● The task
Will you write out every one of the items below word for word, keeping each line unchanged?

● Available data
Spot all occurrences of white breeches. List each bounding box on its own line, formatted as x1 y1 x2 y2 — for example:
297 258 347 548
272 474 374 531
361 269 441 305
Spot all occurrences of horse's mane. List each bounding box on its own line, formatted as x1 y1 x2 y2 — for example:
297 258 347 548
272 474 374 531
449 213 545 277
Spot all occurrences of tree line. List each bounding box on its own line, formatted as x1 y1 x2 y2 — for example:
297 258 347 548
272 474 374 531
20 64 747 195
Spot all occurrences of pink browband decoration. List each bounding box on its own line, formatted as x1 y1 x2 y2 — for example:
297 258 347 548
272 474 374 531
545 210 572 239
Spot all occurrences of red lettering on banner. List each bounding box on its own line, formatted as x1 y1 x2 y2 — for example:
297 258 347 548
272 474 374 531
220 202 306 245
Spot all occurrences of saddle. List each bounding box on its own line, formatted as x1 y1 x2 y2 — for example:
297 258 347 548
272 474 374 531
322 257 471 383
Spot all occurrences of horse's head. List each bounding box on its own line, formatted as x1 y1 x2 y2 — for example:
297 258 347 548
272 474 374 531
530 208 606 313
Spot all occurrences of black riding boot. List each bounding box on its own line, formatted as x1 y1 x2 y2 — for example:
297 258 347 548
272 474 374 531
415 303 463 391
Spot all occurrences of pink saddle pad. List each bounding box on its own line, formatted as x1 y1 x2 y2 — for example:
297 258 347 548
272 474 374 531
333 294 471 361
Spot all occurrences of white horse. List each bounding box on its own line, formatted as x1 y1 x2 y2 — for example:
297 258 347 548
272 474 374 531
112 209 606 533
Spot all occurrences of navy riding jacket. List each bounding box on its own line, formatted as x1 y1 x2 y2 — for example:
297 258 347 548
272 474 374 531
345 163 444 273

● Exercise output
Spot all occurrences of white breeches. List each bounding box on its own line, formatted as x1 y1 x2 y2 — for example:
297 258 347 548
272 474 374 531
361 269 441 305
Spot all occurrences of horse's mane. List each bounding box on its own line, formatted as x1 y1 x2 y2 — for example:
297 258 347 548
272 474 374 531
449 213 545 277
Spot all occurrences of tree line. List each bounding box on its own line, formatted as x1 y1 x2 y2 — for example:
297 258 347 548
272 474 374 531
20 64 747 195
Spot all occurrences of pink browband decoration. List each bounding box on its own line, formatted as x1 y1 x2 y2 — for example:
297 258 347 548
272 474 374 531
545 210 572 239
Spot all occurrences of red lettering on banner. List each bounding box on its own line, formatted as x1 y1 x2 y2 — for example:
297 258 347 548
272 474 374 531
220 202 306 245
Spot all occurrences of saddle. List each bounding box on its own line, formatted as x1 y1 x2 y2 — for example:
297 258 347 548
272 474 374 531
322 257 471 383
Spot all occurrences of horse's head. List each bounding box on its own line, formatted as x1 y1 x2 y2 — for example:
297 258 347 548
272 474 374 531
530 208 606 313
Spot all occurrences of black riding boot. List each bounding box on its own line, formatted as x1 y1 x2 y2 — for example:
297 258 347 548
272 474 374 531
415 303 463 391
Spot all occurrences of pink saddle pad. List each bounding box on its own line, formatted as x1 y1 x2 y2 — for example:
297 258 347 548
272 474 374 531
333 294 471 361
Spot all occurrences of white horse. List each bounding box on its own line, formatted as x1 y1 x2 y2 — for example:
297 258 347 548
272 474 374 531
112 209 606 533
Spot all occurrences of navy riding jacket. List each bounding box on its own line, formatted as x1 y1 x2 y2 — for example:
297 258 347 548
272 474 374 531
345 163 444 273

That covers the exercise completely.